:: Listed entries

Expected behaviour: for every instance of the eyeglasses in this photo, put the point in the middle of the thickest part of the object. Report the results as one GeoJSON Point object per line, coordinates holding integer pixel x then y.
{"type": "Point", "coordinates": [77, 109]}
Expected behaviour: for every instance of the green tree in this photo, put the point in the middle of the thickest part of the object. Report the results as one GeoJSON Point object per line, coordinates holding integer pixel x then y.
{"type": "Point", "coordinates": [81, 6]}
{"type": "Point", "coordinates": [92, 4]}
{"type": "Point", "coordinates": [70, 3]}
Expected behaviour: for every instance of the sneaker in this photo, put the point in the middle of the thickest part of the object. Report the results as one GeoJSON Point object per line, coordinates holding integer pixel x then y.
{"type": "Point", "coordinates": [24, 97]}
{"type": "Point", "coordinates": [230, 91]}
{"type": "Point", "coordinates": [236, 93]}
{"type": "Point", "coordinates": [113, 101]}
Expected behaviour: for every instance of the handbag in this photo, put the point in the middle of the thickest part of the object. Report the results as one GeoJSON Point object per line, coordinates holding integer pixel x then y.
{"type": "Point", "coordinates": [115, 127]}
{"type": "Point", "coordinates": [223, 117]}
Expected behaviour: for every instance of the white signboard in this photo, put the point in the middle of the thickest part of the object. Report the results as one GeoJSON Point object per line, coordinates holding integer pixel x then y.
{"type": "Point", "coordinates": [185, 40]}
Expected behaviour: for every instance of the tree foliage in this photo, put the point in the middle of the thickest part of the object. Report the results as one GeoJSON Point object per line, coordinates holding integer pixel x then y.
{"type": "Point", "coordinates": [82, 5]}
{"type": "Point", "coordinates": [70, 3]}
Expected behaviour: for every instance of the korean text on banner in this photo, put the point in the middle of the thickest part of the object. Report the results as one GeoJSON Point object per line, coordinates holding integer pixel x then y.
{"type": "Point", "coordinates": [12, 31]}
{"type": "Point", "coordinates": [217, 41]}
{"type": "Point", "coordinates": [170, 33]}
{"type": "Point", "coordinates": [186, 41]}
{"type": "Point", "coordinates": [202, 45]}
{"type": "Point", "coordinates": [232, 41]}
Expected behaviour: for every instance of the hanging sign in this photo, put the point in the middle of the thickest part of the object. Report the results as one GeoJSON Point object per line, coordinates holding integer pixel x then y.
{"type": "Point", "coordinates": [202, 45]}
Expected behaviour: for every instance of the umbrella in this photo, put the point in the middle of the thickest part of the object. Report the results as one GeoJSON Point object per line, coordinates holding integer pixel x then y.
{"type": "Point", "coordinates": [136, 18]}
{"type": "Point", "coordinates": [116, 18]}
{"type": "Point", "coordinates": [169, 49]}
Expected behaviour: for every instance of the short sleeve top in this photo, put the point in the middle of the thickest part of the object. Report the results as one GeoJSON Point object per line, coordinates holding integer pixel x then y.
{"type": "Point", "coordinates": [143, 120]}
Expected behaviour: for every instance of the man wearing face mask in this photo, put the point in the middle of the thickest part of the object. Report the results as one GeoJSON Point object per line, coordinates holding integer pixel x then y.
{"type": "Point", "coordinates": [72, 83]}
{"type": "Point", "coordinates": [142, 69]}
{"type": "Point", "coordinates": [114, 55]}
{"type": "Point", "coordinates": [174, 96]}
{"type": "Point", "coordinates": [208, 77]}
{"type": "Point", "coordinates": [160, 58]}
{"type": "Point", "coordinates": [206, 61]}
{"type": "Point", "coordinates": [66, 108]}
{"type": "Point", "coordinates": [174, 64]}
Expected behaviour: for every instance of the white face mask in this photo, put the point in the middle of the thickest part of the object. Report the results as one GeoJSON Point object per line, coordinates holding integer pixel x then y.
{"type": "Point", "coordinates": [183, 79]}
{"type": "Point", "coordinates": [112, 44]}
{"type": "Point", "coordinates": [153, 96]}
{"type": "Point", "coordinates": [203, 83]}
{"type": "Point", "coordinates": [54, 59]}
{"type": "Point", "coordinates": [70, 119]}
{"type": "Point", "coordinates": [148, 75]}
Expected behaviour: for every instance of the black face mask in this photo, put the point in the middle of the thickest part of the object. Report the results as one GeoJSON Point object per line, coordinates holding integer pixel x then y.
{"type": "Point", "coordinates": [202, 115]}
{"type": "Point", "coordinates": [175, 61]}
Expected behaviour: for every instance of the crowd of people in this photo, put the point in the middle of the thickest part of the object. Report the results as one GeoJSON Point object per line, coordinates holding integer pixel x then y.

::::

▶ Work required
Reprint every line of the material above, word for word, with nothing changed.

▶ Solution to this task
Expected behaviour: for every instance of the eyeglasses in this photo, put the point in the middle of the thickest part of the object. Report the results as one GeoJSON Point object per line, coordinates holding integer pixel x then y.
{"type": "Point", "coordinates": [77, 109]}
Expected behaviour: for every instance of the green tree in this photo, put the point in the middle of the thickest part of the object. Report the results as one GeoJSON Point object per line, coordinates holding integer pixel x then y.
{"type": "Point", "coordinates": [81, 6]}
{"type": "Point", "coordinates": [92, 4]}
{"type": "Point", "coordinates": [70, 3]}
Expected behaviour: for every instance of the sneaker in this photo, put the point in the middle of the thickest part of the object. Report the results as one GeoJSON Point object per line, coordinates holding integer pixel x then y.
{"type": "Point", "coordinates": [24, 97]}
{"type": "Point", "coordinates": [230, 91]}
{"type": "Point", "coordinates": [236, 93]}
{"type": "Point", "coordinates": [113, 101]}
Expected behaviour: for every instance of the handbag in this photo, put the point in the middle of the thickest part of the object. Report the results as one GeoJSON Point object per line, coordinates holding integer pixel x then y.
{"type": "Point", "coordinates": [115, 127]}
{"type": "Point", "coordinates": [223, 117]}
Expected behaviour: for every instance of the white signboard in this photo, put the point in the middle of the thickest part of the object. Report the results as one GeoJSON Point object per line, coordinates holding integer pixel x then y.
{"type": "Point", "coordinates": [185, 40]}
Expected behaviour: for every instance of the tree foliage in this photo, put the point in the middle of the thickest part of the object. Report the results as one GeoJSON Point object per line, coordinates holding integer pixel x then y.
{"type": "Point", "coordinates": [82, 5]}
{"type": "Point", "coordinates": [70, 3]}
Expected behaviour: for every instance of the korean text on banner in this photo, put the point in the middle of the thickest part of the object. Report the results as one GeoJSON Point object per line, coordinates holding integer pixel x then y.
{"type": "Point", "coordinates": [12, 31]}
{"type": "Point", "coordinates": [217, 41]}
{"type": "Point", "coordinates": [170, 33]}
{"type": "Point", "coordinates": [186, 41]}
{"type": "Point", "coordinates": [202, 45]}
{"type": "Point", "coordinates": [232, 41]}
Expected behaviour: for every instance of the hanging sign in this photo, put the point in the middle of the thickest part of the object. Report the results as one GeoJSON Point object per line, coordinates holding integer pixel x then y.
{"type": "Point", "coordinates": [202, 45]}
Expected behaviour: for every instance of the umbrella in this photo, put the point in the middle of the thickest part of the object. Report the results as one GeoJSON Point object per line, coordinates holding integer pixel x then y.
{"type": "Point", "coordinates": [136, 18]}
{"type": "Point", "coordinates": [116, 18]}
{"type": "Point", "coordinates": [169, 49]}
Expected behaviour: for every instance of the short sleeve top in this photo, put the point in the middle of the thickest part of the object. Report the results as one GeoJSON Point object per line, coordinates holding integer pixel x then y.
{"type": "Point", "coordinates": [143, 120]}
Expected behaviour: for every instance of the man wearing face mask in this photo, put the point in the middle of the thickest part of the object. Report the results as one GeoJSON Point object per line, coordinates holding integer pixel x then y.
{"type": "Point", "coordinates": [72, 83]}
{"type": "Point", "coordinates": [142, 69]}
{"type": "Point", "coordinates": [114, 55]}
{"type": "Point", "coordinates": [174, 96]}
{"type": "Point", "coordinates": [208, 77]}
{"type": "Point", "coordinates": [160, 58]}
{"type": "Point", "coordinates": [206, 61]}
{"type": "Point", "coordinates": [66, 108]}
{"type": "Point", "coordinates": [174, 64]}
Expected behaviour: for every instance of the white face mask in this photo, put the point in the middle of the thickest part of the object. Report the results as one GeoJSON Point object per line, coordinates holding integer pixel x then y.
{"type": "Point", "coordinates": [183, 79]}
{"type": "Point", "coordinates": [112, 44]}
{"type": "Point", "coordinates": [153, 96]}
{"type": "Point", "coordinates": [203, 83]}
{"type": "Point", "coordinates": [54, 59]}
{"type": "Point", "coordinates": [70, 119]}
{"type": "Point", "coordinates": [148, 75]}
Expected behaviour: for every instance of the black face mask in this photo, put the point in the middle of the thickest part of the object. Report the results as one GeoJSON Point object per line, coordinates holding integer pixel x then y.
{"type": "Point", "coordinates": [202, 115]}
{"type": "Point", "coordinates": [175, 61]}
Expected behaviour: for every instance of the crowd of people in this photo, put the point in the middle of the thickest part of the object. Report the results as one GeoJSON Point object per line, coordinates holding integer pixel x then y.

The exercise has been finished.